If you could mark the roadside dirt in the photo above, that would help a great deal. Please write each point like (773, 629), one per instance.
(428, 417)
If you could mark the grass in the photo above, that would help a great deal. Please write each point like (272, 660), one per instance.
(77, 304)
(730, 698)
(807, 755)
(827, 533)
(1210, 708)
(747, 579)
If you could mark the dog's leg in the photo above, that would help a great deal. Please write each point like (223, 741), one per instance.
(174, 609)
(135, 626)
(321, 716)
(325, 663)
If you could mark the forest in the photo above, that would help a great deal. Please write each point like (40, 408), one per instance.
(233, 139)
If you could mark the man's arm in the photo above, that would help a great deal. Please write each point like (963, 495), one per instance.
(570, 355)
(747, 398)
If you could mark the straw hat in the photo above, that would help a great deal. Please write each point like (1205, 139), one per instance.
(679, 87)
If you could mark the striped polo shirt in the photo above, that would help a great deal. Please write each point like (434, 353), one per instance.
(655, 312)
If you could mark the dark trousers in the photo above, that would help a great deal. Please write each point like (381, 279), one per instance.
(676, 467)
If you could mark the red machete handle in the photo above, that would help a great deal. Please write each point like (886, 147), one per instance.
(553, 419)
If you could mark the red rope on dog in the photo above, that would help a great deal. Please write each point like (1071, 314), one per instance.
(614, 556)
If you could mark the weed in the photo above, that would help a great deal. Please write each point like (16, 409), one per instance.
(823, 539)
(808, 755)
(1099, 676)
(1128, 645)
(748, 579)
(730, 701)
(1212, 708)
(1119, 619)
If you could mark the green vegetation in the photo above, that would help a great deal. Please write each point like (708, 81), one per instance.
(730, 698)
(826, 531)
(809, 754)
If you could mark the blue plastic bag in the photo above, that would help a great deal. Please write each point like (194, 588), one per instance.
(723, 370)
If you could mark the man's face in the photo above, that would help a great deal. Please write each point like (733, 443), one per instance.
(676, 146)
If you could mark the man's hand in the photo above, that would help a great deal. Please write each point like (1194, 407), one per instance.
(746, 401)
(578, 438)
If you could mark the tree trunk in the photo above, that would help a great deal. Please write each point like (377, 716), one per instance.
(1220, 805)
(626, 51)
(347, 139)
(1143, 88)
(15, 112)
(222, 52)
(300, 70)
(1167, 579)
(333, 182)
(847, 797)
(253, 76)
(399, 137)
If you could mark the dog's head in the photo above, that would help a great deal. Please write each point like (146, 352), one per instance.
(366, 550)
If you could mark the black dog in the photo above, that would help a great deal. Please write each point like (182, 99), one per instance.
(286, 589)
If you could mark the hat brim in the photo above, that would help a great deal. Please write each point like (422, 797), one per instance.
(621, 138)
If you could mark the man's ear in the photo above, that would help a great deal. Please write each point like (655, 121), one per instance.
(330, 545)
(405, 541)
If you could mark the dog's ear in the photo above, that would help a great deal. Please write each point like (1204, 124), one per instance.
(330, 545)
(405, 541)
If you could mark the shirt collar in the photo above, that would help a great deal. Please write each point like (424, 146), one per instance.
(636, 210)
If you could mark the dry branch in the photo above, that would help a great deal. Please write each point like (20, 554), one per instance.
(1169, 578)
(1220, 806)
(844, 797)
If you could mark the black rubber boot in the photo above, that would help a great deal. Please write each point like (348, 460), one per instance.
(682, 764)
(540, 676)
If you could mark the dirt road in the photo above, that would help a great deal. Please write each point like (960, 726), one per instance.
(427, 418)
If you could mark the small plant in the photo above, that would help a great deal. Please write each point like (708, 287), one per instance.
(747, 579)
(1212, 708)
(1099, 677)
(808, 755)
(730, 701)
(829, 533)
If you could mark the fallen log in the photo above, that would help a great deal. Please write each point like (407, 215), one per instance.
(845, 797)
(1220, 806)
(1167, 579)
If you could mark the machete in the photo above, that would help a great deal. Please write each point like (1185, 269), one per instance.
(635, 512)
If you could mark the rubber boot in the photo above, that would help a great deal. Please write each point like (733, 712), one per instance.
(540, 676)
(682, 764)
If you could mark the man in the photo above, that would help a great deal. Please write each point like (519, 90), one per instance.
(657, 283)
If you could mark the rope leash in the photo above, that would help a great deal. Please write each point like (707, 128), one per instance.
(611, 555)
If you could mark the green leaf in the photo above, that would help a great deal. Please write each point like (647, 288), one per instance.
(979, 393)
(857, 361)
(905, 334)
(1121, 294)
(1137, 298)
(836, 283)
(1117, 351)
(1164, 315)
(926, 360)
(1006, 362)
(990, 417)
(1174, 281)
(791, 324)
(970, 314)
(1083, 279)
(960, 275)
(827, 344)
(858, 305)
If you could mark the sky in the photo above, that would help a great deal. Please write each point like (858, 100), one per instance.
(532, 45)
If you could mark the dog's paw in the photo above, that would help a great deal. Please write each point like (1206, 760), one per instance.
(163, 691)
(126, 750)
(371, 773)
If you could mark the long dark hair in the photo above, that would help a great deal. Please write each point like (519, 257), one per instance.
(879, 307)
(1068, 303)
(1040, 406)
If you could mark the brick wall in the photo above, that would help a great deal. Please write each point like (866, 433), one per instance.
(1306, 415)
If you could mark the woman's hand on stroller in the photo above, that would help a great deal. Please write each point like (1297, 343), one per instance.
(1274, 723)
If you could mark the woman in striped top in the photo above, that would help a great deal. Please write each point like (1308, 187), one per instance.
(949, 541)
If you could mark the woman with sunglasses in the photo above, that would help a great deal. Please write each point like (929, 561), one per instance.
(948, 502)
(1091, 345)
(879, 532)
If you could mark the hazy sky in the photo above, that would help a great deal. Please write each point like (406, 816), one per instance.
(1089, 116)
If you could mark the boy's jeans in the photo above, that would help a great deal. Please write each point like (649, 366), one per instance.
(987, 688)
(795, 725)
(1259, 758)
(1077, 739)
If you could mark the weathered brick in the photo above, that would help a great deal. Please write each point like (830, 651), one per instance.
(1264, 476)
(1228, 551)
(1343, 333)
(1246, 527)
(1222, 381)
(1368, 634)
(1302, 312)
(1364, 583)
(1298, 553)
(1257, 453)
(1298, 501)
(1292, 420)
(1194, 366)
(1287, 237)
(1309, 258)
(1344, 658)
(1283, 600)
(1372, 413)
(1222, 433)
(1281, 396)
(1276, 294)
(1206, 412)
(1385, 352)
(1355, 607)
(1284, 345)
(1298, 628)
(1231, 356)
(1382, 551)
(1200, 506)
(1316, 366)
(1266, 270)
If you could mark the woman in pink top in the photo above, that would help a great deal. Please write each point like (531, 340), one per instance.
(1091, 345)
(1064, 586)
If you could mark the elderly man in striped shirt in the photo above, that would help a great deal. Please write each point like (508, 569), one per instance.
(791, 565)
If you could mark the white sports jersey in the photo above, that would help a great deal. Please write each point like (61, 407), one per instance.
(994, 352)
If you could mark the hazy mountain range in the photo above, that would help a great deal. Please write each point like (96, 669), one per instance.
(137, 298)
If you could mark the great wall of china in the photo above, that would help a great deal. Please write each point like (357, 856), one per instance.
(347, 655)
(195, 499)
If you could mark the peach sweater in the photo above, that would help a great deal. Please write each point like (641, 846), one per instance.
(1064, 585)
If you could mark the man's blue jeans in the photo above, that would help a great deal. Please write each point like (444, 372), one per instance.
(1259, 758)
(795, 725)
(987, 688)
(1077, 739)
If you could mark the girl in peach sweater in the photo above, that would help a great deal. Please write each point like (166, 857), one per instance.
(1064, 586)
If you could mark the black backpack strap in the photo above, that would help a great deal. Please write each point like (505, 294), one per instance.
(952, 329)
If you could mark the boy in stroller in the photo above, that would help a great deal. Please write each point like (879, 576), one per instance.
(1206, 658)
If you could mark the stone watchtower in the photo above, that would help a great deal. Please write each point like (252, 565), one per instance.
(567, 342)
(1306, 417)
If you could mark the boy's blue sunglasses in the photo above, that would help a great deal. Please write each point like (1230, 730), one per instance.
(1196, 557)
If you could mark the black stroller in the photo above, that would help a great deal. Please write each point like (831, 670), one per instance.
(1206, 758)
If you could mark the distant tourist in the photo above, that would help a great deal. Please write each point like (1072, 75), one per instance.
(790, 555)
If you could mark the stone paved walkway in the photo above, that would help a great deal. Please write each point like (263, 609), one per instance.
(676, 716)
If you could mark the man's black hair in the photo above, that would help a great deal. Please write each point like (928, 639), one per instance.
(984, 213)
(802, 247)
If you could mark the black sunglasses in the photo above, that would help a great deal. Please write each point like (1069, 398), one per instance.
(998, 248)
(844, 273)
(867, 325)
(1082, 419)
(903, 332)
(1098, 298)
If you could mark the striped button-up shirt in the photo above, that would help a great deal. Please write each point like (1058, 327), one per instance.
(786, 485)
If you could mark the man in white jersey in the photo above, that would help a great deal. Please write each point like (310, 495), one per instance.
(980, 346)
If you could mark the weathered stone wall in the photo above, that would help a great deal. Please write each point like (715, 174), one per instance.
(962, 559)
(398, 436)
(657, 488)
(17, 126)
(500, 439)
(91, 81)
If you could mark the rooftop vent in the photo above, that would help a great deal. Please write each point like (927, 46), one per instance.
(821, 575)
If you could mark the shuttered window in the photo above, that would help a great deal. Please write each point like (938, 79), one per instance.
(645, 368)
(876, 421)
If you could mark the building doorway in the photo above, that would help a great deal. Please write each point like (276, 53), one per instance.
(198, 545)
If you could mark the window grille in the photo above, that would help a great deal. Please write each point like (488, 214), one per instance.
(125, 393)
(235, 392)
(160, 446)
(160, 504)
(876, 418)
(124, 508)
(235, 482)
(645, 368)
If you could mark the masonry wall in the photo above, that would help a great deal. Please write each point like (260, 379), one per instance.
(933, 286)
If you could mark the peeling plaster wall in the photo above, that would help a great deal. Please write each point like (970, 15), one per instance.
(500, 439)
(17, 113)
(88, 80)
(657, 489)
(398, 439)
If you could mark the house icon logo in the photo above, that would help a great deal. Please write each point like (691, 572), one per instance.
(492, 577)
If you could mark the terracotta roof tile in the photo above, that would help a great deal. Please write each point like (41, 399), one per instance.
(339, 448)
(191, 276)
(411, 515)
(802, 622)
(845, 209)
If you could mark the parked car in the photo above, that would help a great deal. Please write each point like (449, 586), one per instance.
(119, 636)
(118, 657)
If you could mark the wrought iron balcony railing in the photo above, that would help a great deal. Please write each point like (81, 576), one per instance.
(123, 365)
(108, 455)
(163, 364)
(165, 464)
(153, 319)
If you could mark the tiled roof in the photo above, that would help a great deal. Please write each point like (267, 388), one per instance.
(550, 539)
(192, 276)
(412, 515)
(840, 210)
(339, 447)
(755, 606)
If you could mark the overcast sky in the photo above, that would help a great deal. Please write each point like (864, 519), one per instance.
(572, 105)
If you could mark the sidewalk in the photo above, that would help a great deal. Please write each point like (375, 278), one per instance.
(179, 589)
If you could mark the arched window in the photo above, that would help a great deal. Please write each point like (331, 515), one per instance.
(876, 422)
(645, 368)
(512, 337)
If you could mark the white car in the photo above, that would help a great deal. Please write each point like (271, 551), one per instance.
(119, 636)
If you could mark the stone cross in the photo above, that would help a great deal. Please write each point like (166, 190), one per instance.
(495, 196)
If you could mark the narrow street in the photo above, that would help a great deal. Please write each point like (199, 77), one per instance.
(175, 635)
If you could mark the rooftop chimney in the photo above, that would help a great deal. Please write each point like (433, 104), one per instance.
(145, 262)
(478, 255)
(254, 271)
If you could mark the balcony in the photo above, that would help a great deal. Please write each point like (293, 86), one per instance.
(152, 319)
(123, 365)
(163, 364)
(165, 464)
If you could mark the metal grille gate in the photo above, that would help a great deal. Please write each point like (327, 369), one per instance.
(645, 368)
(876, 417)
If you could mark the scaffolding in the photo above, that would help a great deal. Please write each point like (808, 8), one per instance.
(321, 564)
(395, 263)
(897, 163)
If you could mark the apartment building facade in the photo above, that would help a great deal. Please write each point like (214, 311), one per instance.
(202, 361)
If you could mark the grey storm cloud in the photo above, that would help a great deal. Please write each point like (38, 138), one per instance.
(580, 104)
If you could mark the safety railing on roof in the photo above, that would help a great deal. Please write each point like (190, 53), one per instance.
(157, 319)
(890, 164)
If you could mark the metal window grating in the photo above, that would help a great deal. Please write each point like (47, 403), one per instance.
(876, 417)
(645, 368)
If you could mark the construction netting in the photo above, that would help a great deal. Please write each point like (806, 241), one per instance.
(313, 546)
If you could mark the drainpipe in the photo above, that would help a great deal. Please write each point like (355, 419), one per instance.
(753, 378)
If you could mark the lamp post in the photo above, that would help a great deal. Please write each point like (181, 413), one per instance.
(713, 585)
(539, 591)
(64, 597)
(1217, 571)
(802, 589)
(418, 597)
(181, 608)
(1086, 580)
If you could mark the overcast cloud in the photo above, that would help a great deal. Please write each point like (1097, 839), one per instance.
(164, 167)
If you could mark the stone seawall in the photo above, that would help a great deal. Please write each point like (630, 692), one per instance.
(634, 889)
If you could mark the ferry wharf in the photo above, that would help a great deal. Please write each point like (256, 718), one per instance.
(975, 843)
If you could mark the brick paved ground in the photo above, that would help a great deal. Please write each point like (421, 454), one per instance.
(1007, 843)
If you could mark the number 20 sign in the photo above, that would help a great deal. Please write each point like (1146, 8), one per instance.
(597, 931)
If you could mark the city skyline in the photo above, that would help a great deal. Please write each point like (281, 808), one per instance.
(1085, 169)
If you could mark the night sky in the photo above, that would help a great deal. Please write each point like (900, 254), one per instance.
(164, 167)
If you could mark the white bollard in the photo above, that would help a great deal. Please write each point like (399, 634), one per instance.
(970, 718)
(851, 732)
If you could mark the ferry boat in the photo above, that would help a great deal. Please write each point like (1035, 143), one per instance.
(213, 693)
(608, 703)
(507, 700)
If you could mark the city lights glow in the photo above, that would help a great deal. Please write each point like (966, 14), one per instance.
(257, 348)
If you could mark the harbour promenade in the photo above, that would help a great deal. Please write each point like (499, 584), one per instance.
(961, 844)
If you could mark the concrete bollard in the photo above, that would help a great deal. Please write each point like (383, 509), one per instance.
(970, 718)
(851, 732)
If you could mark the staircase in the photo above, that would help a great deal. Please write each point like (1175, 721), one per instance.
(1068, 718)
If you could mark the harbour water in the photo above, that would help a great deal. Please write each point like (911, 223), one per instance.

Problem to solve:
Give the stretch from the line containing "If you could mark the fallen" through the line containing "(1274, 723)" as a two-column CSV with the headers text and points. Use one row per item of the material. Put each value in a single quoted field, with line breaks turned into spaces.

Right answer:
text,points
"If you could mark the fallen log in the photo above, that would help a great deal. Please write each point like (407, 215), one per instance.","(845, 797) (1220, 806) (1167, 579)"
"If you could mark the machete in the photo above, that would help a great deal. Please write each point like (1185, 269), one per instance.","(635, 512)"
"If you could mark the rubber boot in the photo above, that would help a great deal. Please write each point like (733, 712), one per instance.","(540, 676) (682, 764)"
"If you could mark the man in the photo above, that would help a great deal. Please write each point like (519, 90), one per instance.","(657, 283)"
"If you could mark the rope leash in the photo above, that would help a great deal. Please write each point like (707, 128), one per instance.","(611, 555)"
"If you could mark the green leaf in the photo above, that would help a great deal. Please write each point like (647, 288), one per instance.","(979, 393) (857, 361) (905, 334) (1121, 294) (1137, 298) (836, 283) (1117, 351) (1164, 315) (926, 360) (1006, 362) (990, 417) (1174, 281) (791, 324) (970, 314) (1083, 279) (960, 275) (827, 344) (858, 305)"
"If you could mark the sky in the photo above, that would help a great deal. Please write each point like (858, 100), one per instance.","(532, 45)"
"If you could mark the dog's paw in the photo above, that would help a great deal. Please write each point like (1206, 760), one per instance.","(163, 691) (126, 750) (371, 773)"
"If you could mark the long dark hair in the photo above, that would help a great deal. Please write each point like (519, 257), one per instance.","(879, 307) (1068, 303) (1040, 406)"
"If you could mark the brick wall in the photo above, that would help a great deal. Please write each point like (866, 433), one per instance.","(1306, 415)"
"If you could mark the woman's hand on stroller in the photo above, that would help a great deal. Please write each point like (1297, 343), one per instance.","(1274, 723)"